* _TASK PROMPT_:
Copy the listing below letter for letter, passing over each picture.

* _ENTRIES SUPPLIED_:
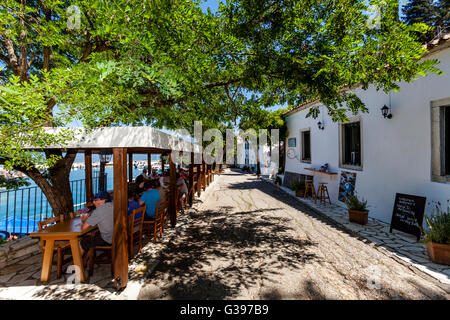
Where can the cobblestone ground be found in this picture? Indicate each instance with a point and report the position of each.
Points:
(248, 240)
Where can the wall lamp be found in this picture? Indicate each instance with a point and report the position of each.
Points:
(386, 112)
(321, 125)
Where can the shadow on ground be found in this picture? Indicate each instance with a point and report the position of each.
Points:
(222, 253)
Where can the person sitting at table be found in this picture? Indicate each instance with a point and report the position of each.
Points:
(154, 174)
(132, 203)
(103, 216)
(163, 180)
(150, 197)
(144, 174)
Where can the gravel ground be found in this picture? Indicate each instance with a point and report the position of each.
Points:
(248, 240)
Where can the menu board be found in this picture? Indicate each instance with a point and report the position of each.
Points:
(408, 213)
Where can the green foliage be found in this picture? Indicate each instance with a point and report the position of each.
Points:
(297, 185)
(438, 226)
(13, 184)
(299, 51)
(353, 203)
(166, 63)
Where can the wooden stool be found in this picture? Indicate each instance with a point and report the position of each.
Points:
(309, 186)
(322, 193)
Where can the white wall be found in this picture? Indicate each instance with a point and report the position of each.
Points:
(396, 152)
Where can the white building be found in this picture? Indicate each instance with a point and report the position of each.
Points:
(408, 153)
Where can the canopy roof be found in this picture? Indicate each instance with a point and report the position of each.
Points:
(136, 139)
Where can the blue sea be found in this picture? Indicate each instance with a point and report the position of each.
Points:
(21, 210)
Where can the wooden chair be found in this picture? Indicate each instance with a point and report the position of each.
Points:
(135, 226)
(60, 246)
(309, 186)
(155, 227)
(179, 200)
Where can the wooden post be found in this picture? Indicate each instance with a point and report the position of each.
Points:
(149, 163)
(172, 193)
(203, 175)
(191, 180)
(199, 180)
(88, 175)
(209, 174)
(130, 167)
(120, 234)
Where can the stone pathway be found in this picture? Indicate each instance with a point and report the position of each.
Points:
(396, 244)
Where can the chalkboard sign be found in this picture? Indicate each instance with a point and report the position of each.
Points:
(407, 210)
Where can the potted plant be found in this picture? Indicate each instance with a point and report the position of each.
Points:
(437, 237)
(357, 209)
(298, 187)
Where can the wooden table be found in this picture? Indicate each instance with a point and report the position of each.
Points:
(318, 171)
(70, 230)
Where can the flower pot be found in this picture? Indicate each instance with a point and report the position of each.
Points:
(439, 253)
(357, 216)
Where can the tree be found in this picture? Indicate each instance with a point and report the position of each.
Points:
(420, 11)
(101, 63)
(166, 63)
(296, 51)
(443, 9)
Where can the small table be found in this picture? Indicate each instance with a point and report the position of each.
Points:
(318, 171)
(70, 230)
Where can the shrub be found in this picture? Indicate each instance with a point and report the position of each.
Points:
(353, 203)
(438, 227)
(298, 185)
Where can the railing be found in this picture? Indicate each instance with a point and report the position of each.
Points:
(21, 209)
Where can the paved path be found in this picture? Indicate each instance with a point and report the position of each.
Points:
(249, 240)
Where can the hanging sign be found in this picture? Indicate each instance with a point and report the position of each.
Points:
(408, 214)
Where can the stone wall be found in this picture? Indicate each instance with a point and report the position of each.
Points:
(17, 250)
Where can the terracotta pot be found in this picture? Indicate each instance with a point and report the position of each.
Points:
(357, 216)
(439, 253)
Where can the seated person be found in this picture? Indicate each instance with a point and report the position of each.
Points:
(164, 181)
(103, 216)
(132, 203)
(150, 197)
(180, 181)
(139, 184)
(154, 174)
(161, 190)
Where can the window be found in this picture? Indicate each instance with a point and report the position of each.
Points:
(351, 145)
(306, 145)
(447, 139)
(440, 140)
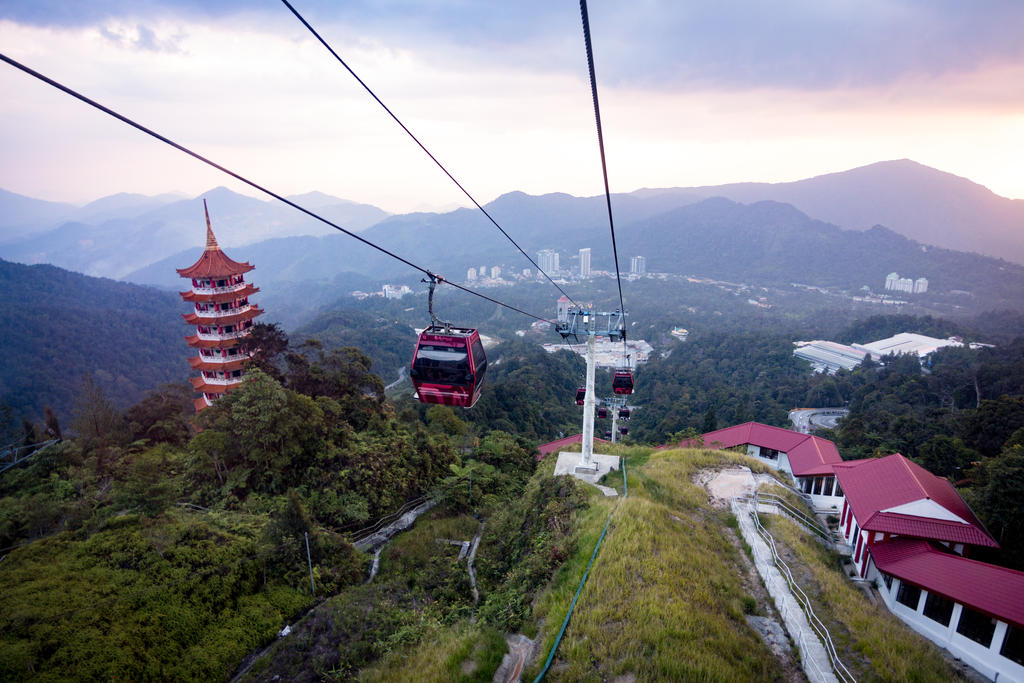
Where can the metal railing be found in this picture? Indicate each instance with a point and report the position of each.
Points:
(805, 603)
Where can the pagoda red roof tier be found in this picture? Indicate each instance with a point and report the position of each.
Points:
(219, 321)
(196, 342)
(198, 363)
(220, 297)
(199, 383)
(213, 262)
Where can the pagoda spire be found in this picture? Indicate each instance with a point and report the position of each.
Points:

* _RESPONSE BOX_:
Where can the cobblestone ground be found in this picture? Indicate each instance with a point and report the position of each.
Points:
(248, 240)
Where can the wall lamp be found in this picture? Indicate each instance with a point and report the position of each.
Points:
(386, 112)
(321, 125)
Where can the shadow on ground be found in this picture? Indicate each instance with a point and report the position of each.
Points:
(222, 253)
Where can the person sitting at table be found in this picture? Indicate each instance with a point and report the position of each.
Points:
(154, 174)
(132, 203)
(103, 216)
(163, 180)
(150, 197)
(144, 174)
Where can the gravel ground be found in this picture? Indicate each instance with a point and report the position of each.
Points:
(248, 240)
Where can the menu board be found in this picture? Indicate each instance with a point and report the position of each.
Points:
(408, 213)
Where can the green foliage be found in this picture? Indicate each instance with a point and report the position of each.
Points:
(297, 185)
(438, 226)
(13, 184)
(299, 51)
(353, 203)
(166, 63)
Where can the wooden stool be found in this picture? Indicate each instance with a point and report the position of each.
Points:
(309, 186)
(322, 193)
Where can the white wall be found in this picture? Indicate each instance with a point and report the position of each.
Points:
(396, 152)
Where can the white building be found in this picture? Indicate each instance with a point and report the position of each.
Points:
(408, 153)
Where can the canopy roof be found in this picture? Indicate each instance with a point and report the position of each.
Points:
(136, 139)
Where can the blue sea be found in this picture? Indicate each instance with a point and report the position of each.
Points:
(21, 210)
Where can the wooden chair be found in this picture? Indicate each instance with a point and report the position of each.
Points:
(135, 226)
(60, 246)
(309, 186)
(155, 227)
(179, 200)
Where can the wooden post be found in this picture? Indicate each instance with a point and report the position of each.
Points:
(149, 163)
(172, 193)
(203, 175)
(191, 180)
(199, 180)
(88, 175)
(209, 174)
(130, 167)
(120, 234)
Where can the stone pathway be found in this picture? Indicate each instance with a point and report the position of each.
Points:
(396, 244)
Where can the chalkboard sign be found in this picture? Indicate each instance with a point and report the position of each.
Points:
(407, 210)
Where can the potted plant be found in this picture? Indicate each instance with a point and report the position of each.
Points:
(437, 237)
(357, 209)
(298, 187)
Where can the wooden table be found in this picture? Indicate each instance with a point and report the position of each.
Points:
(318, 171)
(70, 230)
Where can the flower pot be found in this picture? Indicate each instance with a point and report the position of each.
Points:
(439, 253)
(357, 216)
Where can the tree be found in this picture? Indicate each instance with a point and report the position of each.
Points:
(420, 11)
(101, 63)
(166, 63)
(296, 51)
(443, 9)
Where can the small table be found in this picture? Indicate each instance with a point and report the position of each.
Points:
(318, 171)
(70, 230)
Where can the shrub be found in this picture? Indicate each instance with a point and report the position of each.
Points:
(353, 203)
(438, 227)
(298, 185)
Where can the railing be found in this picture? Indicate each instance with a point and report the position of each.
Points:
(21, 209)
Where can the paved path be found in this picture? Indicate each instance with a point and report the position of each.
Points:
(249, 240)
Where can the hanging sign be found in this picture? Indicate each instance with a point and report the position of each.
Points:
(408, 214)
Where can the stone wall be found in this picture? Indicate each instance with a point and report the position of each.
Points:
(17, 250)
Where can the terracotta pot be found in this picture? Indicate each instance with a point and report the position of each.
Points:
(357, 216)
(439, 253)
Where can the seated person be found in this picture? Indicate each instance with a point and report the position of each.
Points:
(164, 181)
(103, 216)
(132, 203)
(150, 197)
(180, 181)
(139, 184)
(154, 174)
(161, 190)
Where can the window be found in this picture? Indicate each instance with a point and report the position of each.
Points:
(351, 145)
(306, 145)
(447, 139)
(440, 140)
Where can the metal railing be found in this picture? Indicate each instance with a point and report the position of each.
Points:
(805, 603)
Where can the pagoda red roof tier be found in this picture? Indicate each instance with a point and report the position of each.
Points:
(219, 321)
(196, 342)
(198, 363)
(220, 297)
(199, 383)
(213, 262)
Where can the pagoda spire be found in this picture? Indicate each instance with a point and report the position of each.
Points:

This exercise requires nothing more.